***** Quoted text
- A Thankful Life

What If You're Not Thankful

Written By Renée Miller

Sometimes life is harsh and unyielding.  It doesn’t need to be some major trauma that causes me to shift my focus from thankfulness to complaining.  It can be something as trivial as dropping a new bag of cat food on the ground and having the bag break, strewing the contents all over the pavement.  In that moment, I am not thankful.  I’m put out, annoyed, and irritated that I have to put up with the untimely interruption in my plans.

Other times I find I’m not thankful because there doesn’t seem to be anything to be thankful for.  Again, it’s not necessarily a tragic event that causes this reaction.  It may be something as simple as being too tied to a daily routine.  I’m spiritually asleep to the nudges and nuances that break into the day.  In my sleepiness, I just move along the same way day after day.  I don’t think to be thankful because I'm not awake to my life in the moment.
**********
***** Provided material
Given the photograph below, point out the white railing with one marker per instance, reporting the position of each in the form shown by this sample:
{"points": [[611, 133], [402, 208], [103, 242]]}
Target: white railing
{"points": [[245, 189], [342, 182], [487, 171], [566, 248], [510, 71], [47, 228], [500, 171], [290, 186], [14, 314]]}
**********
→ What is asked: In the essay about not feeling thankful, which three words or phrases does the writer use to describe how it feels after the bag of cat food breaks? Rely only on the essay about not feeling thankful; draw nothing from the lines.

→ Answer: Put out, annoyed, irritated